* Фрагмент текста

^^^^^^^^^^^^^^^^

Очень серьёзно подобное оскорбление воспринимается в национальных культурах народов Индии и Средней Азии. Отец семейства народности соньрай (Мали) имеет право выгнать из дома жену, которая в его присутствии выругала сына незаконнорожденным: предполагается, что только она знает истину и в таком случае как бы признаётся в собственной измене.
На суахили (Бомбаса) мать, употребляя в адрес своего ребёнка слово «chisi» («бастард») или адресуя ему одно из оскорблений «kuma nеоко», «kuma nina», «kuma mауо» («Пизда твоей матери!»), как бы отказывается от родства со своим ребенком. Смысл инвективы: «Ты – не мой ребёнок!», «Мое чрево родило какую-то хворость!», «Мое чрево ничего не родило!» и так далее.
С другой стороны, в культуре бансо (Камерун) брачные и семейные правовые отношения настолько отличны от стандартно европейских, что оскорбление оппонента как «незаконнорожденного» не имеет смысла, то есть незаконнорожденных в европейском значении слова здесь просто не существует. Правда, в городских условиях соответствующее слово может приобрести инвективный характер под влиянием европейской культуры, но в таком случае оно практически теряет изначальный буквальный смысл, приближаясь к современному русскому «Сукин сын!».
В то же время обвинение в незаконнорожденности может оказаться очень тяжелым там, где оно в принципе возможно, но число соответствующих случаев очень мало в силу специфических социальных условий. Речь идёт о странах, где возможно многожёнство, наложницы и проч. У наложницы статус ниже, чем у жены, но быть наложницей ни в коем случае не позорно, равным образом не позорно и быть сыном наложницы.
Вероятно, именно это обстоятельство и делает обвинение в «настоящей» незаконнорожденности в таких культурах особенно тяжёлым: незаконнорожденный в таких условиях – это ребёнок от женщины, которая не пожелала выйти замуж, не захотела стать и наложницей, но тем не менее родила. В этих условиях соответствующая инвектива подчёркивает исключительность низкого статуса такой женщины.
Очень заметна инвектива «Bastard!» в американском обществе. По сравнению с использованием этой же инвективы в Великобритании, она считается в США более мягкой и иногда даже требует какого-нибудь оскорбительного уточнения, чтобы прозвучать достаточно обидно: «You silly bastard!»

^^^^^^^^^^^^^^^^

* Исходные данные
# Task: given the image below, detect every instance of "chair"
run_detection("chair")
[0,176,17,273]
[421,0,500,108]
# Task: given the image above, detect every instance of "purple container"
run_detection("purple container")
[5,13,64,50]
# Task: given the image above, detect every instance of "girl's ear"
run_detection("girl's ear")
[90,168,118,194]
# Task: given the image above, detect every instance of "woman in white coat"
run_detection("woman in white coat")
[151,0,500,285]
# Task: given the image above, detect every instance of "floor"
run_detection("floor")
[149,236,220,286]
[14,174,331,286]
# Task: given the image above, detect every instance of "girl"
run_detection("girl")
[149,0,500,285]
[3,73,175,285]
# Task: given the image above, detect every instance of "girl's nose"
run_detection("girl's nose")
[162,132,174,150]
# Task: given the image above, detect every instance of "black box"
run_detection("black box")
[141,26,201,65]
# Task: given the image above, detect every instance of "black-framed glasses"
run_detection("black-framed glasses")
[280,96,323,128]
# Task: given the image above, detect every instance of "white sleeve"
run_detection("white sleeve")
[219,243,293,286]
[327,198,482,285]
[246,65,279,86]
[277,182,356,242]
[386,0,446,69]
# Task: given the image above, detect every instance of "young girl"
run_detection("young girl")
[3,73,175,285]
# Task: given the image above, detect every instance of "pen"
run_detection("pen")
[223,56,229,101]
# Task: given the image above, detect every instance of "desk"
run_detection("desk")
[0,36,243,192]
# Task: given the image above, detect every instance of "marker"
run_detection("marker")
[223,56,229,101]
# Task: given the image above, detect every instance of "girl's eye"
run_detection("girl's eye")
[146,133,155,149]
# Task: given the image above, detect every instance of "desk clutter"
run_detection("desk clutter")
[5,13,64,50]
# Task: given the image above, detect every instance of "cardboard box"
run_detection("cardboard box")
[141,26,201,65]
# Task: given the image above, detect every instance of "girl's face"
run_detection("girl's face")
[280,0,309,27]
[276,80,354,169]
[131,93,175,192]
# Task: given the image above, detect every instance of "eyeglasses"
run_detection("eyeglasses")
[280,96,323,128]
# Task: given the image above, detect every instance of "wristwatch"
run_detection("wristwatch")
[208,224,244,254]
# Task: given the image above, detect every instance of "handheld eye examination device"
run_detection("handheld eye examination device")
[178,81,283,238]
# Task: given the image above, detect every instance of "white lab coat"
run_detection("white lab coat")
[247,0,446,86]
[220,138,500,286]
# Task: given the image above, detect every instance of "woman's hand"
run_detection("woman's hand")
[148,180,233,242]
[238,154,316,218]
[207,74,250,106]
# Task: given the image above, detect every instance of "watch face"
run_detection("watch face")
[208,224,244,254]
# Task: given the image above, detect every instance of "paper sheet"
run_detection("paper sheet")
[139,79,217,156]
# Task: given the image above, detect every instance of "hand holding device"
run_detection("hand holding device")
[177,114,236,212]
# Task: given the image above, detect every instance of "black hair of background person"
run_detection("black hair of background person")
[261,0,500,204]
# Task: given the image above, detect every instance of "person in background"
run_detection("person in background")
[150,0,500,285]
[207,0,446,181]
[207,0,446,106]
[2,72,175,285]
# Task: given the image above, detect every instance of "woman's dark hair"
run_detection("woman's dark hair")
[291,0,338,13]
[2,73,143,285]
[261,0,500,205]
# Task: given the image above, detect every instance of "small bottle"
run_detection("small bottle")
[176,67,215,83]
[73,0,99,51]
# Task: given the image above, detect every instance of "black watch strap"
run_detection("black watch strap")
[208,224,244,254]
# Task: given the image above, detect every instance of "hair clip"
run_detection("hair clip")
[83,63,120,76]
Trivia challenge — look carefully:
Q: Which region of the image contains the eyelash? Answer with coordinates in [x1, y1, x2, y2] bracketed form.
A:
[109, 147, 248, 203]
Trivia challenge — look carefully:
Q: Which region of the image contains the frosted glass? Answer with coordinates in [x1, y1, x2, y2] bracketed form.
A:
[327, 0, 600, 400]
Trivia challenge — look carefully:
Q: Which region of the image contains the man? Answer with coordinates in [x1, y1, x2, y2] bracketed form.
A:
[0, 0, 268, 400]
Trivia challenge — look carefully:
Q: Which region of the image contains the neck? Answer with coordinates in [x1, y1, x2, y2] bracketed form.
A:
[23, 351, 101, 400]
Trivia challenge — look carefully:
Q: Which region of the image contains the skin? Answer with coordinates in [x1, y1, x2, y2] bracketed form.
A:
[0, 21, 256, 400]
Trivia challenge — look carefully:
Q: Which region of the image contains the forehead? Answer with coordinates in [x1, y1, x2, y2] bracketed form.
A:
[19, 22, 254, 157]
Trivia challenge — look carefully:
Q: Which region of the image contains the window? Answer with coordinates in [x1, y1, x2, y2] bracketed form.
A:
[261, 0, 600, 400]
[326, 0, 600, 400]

^^^^^^^^^^^^^^^^

* Задания
a. Перепишите часть текста об инвективах от «В то же время» до «статуса такой женщины.», заменив «многожёнство» на «многобрачие».
b. Какое право, согласно тексту об инвективах, имеет отец семейства народности соньрай?

* Ответы к заданиям
a.
В то же время обвинение в незаконнорожденности может оказаться очень тяжелым там, где оно в принципе возможно, но число соответствующих случаев очень мало в силу специфических социальных условий. Речь идёт о странах, где возможно многобрачие, наложницы и проч. У наложницы статус ниже, чем у жены, но быть наложницей ни в коем случае не позорно, равным образом не позорно и быть сыном наложницы.
Вероятно, именно это обстоятельство и делает обвинение в «настоящей» незаконнорожденности в таких культурах особенно тяжёлым: незаконнорожденный в таких условиях – это ребёнок от женщины, которая не пожелала выйти замуж, не захотела стать и наложницей, но тем не менее родила. В этих условиях соответствующая инвектива подчёркивает исключительность низкого статуса такой женщины.

b. Он вправе выгнать из дома жену, если она в его присутствии выругала сына незаконнорожденным.